## YOUR INSTRUCTIONS
Write out the lines below word for word, from the one containing "Outline every instance of the pedestrian." through the one containing "23L94 23L94 20L91", with both of those included.

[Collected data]
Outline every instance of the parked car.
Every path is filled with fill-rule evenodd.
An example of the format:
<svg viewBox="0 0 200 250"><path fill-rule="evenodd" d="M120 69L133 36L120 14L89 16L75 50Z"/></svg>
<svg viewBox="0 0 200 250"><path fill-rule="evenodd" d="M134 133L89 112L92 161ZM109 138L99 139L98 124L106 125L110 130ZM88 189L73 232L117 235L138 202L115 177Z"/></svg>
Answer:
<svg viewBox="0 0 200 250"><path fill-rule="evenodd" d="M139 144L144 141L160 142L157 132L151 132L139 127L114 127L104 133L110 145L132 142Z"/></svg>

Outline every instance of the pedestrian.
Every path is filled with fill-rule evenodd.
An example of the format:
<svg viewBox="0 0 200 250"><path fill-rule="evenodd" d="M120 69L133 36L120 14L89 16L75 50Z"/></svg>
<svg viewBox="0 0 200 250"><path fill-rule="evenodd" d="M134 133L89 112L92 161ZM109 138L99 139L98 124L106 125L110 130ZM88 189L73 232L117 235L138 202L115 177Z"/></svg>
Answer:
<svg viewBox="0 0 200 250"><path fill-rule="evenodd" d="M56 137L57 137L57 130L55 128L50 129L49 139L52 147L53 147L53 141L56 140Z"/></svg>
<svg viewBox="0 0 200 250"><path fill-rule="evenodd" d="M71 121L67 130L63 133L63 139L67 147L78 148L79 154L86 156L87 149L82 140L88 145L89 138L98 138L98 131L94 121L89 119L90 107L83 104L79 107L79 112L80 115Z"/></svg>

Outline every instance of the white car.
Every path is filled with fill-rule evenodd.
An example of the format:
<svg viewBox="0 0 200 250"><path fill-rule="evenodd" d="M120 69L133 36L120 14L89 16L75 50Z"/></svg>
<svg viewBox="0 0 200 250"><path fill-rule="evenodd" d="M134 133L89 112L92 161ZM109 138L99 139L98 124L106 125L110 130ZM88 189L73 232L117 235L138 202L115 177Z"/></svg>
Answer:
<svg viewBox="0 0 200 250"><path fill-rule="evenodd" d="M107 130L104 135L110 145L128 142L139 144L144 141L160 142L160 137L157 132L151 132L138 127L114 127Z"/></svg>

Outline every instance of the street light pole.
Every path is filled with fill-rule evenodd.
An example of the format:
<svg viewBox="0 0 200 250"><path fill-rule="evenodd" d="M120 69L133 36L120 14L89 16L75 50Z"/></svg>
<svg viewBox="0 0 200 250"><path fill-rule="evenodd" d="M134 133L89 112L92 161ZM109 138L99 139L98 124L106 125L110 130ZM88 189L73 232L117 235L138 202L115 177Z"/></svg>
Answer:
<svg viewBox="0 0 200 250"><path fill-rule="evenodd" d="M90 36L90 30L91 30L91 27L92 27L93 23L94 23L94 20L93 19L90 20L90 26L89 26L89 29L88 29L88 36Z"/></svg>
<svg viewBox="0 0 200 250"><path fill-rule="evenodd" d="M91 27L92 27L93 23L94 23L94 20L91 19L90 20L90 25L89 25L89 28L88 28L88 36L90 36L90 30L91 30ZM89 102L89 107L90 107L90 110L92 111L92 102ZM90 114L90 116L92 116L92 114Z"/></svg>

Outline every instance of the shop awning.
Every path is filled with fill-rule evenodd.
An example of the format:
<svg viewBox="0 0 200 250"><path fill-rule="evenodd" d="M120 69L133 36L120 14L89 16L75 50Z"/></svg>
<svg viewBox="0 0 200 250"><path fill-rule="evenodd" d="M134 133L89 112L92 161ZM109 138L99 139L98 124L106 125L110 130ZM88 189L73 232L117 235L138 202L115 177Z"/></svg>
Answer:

## FINAL RESULT
Outline every instance of the pedestrian.
Every path is filled with fill-rule evenodd.
An example of the format:
<svg viewBox="0 0 200 250"><path fill-rule="evenodd" d="M120 69L133 36L120 14L89 16L75 50Z"/></svg>
<svg viewBox="0 0 200 250"><path fill-rule="evenodd" d="M134 133L89 112L92 161ZM109 138L99 139L98 124L106 125L110 130ZM88 189L73 232L117 235L138 202L115 177Z"/></svg>
Answer:
<svg viewBox="0 0 200 250"><path fill-rule="evenodd" d="M56 137L57 137L57 130L55 128L50 129L49 139L52 147L53 147L53 141L56 140Z"/></svg>
<svg viewBox="0 0 200 250"><path fill-rule="evenodd" d="M71 121L67 130L63 133L63 139L67 147L78 148L79 154L86 156L87 149L82 140L88 145L89 138L98 138L98 131L94 121L89 119L90 107L83 104L79 107L79 112L80 115Z"/></svg>

Outline every instance of the white car.
Every path is filled with fill-rule evenodd.
An example of the format:
<svg viewBox="0 0 200 250"><path fill-rule="evenodd" d="M120 69L133 36L120 14L89 16L75 50Z"/></svg>
<svg viewBox="0 0 200 250"><path fill-rule="evenodd" d="M134 133L89 112L92 161ZM109 138L99 139L98 124L106 125L110 130ZM88 189L73 232L117 235L138 202L115 177Z"/></svg>
Answer:
<svg viewBox="0 0 200 250"><path fill-rule="evenodd" d="M107 130L104 135L110 145L128 142L139 144L144 141L160 142L160 137L157 132L151 132L138 127L114 127Z"/></svg>

Outline every instance of the street light pole.
Every path is filled with fill-rule evenodd.
An example of the format:
<svg viewBox="0 0 200 250"><path fill-rule="evenodd" d="M120 69L133 36L120 14L89 16L75 50Z"/></svg>
<svg viewBox="0 0 200 250"><path fill-rule="evenodd" d="M134 133L89 112L92 161ZM109 138L99 139L98 124L106 125L110 130ZM88 189L73 232L117 235L138 202L115 177Z"/></svg>
Answer:
<svg viewBox="0 0 200 250"><path fill-rule="evenodd" d="M90 36L90 30L91 30L91 27L92 27L93 23L94 23L94 20L93 19L90 20L90 26L89 26L89 29L88 29L88 36Z"/></svg>
<svg viewBox="0 0 200 250"><path fill-rule="evenodd" d="M91 27L92 27L93 23L94 23L94 20L91 19L90 20L90 25L89 25L89 28L88 28L88 36L90 36L90 30L91 30ZM89 102L89 107L90 107L90 110L92 111L92 102ZM90 114L90 116L92 116L92 114Z"/></svg>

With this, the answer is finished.